Given text =
━━━━
Skip to main content

Services

Transcription:Batch Real-Time Deployments:Virtual Appliance

The virtual appliance has internal services that are required for operation.

There are system-wide services, and services specific to transcription workers for a given language.

Batch Virtual Appliance

For the Batch Virtual Appliance, this table lists the services:

Service Name (Begins with)DescriptionRequired Status
batch_bja...V2 REST APIRunning.
batch_rpc_gateway...RPC endpointRunning
batch_license...Licensing serviceRunning
batch_linkerd...Internal NetworkingRunning
batch_management...Management functionsRunning
batch_ba_worker...Job Queue managementRunning
batch_monitoring_ui...Monitoring Web GUIRunning
batch_batch-cron...Completed job clean-upRunning
batch_v1compatibility...V1 REST APIRunning
jobs...Used to perform ASR and transcriptionRunning
batch_swaggerui...Swagger UI for certain APIsRunning
batch_nginxlb...HTTP gatewayRunning
batch_postgres...Jobs DatabaseRunning

Each service will always have a current state, these states include:

Service StatusDescription
runningService has started and is running
createdService is in the process of starting
exitedService has stopped and is no longer running

Service status

This can be used to ensure all services have the required status to operate (see table above). Example: GET to list services and corresponding status:

curl -L -X GET 'http://${APPLIANCE_HOST}:8080/v1/management/services' \
    -H 'Accept: application/json' \
    | jq

If the appliance has been licensed then you will see a return like this (for the Batch Virtual Appliance):

{
  "service_status": [
    {
      "service": "job-50",
      "status": "running"
━━━━
Data supplied =

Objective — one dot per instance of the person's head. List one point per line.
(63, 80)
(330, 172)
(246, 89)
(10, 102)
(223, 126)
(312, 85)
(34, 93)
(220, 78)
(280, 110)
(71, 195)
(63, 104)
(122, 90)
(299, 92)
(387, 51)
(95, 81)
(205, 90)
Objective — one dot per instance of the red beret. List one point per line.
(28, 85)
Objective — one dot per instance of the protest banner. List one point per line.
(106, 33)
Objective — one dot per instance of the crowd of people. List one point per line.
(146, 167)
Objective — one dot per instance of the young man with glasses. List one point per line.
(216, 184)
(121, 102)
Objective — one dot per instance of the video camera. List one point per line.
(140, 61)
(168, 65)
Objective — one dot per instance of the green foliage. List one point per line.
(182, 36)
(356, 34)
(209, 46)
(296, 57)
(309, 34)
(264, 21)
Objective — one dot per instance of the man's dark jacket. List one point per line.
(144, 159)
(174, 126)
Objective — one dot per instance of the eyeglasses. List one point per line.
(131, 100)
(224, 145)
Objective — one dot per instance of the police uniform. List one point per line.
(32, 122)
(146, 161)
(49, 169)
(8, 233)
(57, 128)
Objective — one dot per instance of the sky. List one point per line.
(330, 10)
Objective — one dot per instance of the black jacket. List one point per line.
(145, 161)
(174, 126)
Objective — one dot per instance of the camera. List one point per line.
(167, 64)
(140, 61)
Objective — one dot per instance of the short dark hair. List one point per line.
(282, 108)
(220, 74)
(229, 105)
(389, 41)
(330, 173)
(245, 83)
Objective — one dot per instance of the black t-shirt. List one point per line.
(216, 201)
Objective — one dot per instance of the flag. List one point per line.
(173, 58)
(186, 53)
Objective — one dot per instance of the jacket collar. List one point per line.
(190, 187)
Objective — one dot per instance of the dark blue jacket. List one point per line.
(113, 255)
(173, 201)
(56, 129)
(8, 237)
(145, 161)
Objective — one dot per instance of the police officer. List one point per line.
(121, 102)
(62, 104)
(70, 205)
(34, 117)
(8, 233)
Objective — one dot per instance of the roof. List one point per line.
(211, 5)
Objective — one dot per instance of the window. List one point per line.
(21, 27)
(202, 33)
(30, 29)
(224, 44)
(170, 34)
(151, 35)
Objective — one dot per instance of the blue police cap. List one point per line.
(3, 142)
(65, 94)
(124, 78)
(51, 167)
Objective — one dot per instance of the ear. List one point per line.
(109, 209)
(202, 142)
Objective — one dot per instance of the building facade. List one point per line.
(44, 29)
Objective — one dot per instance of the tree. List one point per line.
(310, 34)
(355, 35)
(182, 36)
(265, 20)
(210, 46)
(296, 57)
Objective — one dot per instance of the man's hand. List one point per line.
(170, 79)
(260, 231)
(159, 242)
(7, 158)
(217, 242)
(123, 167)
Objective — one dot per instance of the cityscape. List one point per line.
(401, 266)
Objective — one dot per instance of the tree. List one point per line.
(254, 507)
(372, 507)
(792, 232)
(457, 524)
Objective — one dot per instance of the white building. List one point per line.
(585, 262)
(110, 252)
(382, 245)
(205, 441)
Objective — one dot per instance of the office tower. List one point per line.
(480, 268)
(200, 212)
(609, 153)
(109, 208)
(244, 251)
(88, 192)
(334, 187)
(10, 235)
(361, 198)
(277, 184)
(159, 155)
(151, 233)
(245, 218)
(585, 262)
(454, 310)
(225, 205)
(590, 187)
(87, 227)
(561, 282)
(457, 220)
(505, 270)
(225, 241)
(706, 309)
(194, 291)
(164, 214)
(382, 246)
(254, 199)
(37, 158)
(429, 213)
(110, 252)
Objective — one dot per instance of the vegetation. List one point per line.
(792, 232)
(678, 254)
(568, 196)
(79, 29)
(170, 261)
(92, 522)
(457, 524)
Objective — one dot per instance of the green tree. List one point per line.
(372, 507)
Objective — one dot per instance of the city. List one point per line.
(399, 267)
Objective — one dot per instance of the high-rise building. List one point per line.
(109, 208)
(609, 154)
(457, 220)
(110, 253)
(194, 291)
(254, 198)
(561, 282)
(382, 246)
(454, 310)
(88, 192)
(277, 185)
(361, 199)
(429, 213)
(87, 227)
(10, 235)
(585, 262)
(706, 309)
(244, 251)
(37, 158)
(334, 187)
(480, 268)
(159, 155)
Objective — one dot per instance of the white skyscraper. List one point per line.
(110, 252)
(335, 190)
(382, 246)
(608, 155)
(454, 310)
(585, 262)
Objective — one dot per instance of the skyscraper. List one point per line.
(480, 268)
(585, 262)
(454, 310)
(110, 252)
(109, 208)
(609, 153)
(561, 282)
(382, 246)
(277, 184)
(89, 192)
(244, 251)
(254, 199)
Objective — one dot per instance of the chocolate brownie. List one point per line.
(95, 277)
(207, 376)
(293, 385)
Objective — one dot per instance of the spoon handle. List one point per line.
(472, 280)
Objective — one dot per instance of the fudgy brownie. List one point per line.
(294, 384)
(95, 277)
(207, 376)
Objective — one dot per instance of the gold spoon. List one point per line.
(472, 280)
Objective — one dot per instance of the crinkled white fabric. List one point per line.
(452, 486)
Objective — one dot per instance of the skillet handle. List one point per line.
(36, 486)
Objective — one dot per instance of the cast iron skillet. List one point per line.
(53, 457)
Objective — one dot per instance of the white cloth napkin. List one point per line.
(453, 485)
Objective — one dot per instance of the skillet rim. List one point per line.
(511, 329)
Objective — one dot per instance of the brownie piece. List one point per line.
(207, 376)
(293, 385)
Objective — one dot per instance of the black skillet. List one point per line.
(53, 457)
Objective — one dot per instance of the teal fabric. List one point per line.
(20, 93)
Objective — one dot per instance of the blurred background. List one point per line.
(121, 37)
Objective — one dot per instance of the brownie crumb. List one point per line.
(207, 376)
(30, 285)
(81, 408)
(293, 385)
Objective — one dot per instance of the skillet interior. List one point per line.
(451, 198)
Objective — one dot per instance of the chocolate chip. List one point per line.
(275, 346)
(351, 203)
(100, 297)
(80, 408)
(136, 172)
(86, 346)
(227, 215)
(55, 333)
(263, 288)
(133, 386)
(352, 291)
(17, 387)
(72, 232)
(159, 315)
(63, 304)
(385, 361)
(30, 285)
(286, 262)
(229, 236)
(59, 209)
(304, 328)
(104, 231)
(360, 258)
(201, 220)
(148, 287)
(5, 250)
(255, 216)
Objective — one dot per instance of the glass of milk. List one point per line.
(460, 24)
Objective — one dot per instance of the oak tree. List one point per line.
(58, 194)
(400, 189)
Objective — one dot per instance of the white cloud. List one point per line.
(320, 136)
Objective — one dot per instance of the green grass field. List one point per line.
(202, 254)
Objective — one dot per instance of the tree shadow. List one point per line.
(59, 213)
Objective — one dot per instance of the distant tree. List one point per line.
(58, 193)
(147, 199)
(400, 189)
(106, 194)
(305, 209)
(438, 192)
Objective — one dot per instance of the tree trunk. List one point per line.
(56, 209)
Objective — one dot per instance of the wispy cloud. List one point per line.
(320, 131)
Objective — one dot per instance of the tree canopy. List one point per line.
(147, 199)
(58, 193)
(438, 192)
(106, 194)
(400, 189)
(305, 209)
━━━━
Jobs =
1. Based on the services page, decide whether each statement agrees with it. For each, answer yes or no and quote the words that decide it. (a) The batch_postgres service is the jobs database. (b) A service in the created state has stopped and is no longer running. (c) The example GET request for listing services is sent to port 8080.
2. Convert the stretch of the entries from the line containing "Objective — one dot per instance of the tree trunk." through the end of the entries into a JSON list of strings, with one string per line and blank lines left out.

Worked answers =
1.
(a) Yes: "batch_postgres...Jobs Database"
(b) No: "Service is in the process of starting"
(c) Yes: "http://${APPLIANCE_HOST}:8080/v1/management/services"

2.
[
  "Objective — one dot per instance of the tree trunk. List one point per line.",
  "(56, 209)",
  "Objective — one dot per instance of the wispy cloud. List one point per line.",
  "(320, 131)",
  "Objective — one dot per instance of the tree canopy. List one point per line.",
  "(147, 199)",
  "(58, 193)",
  "(438, 192)",
  "(106, 194)",
  "(400, 189)",
  "(305, 209)"
]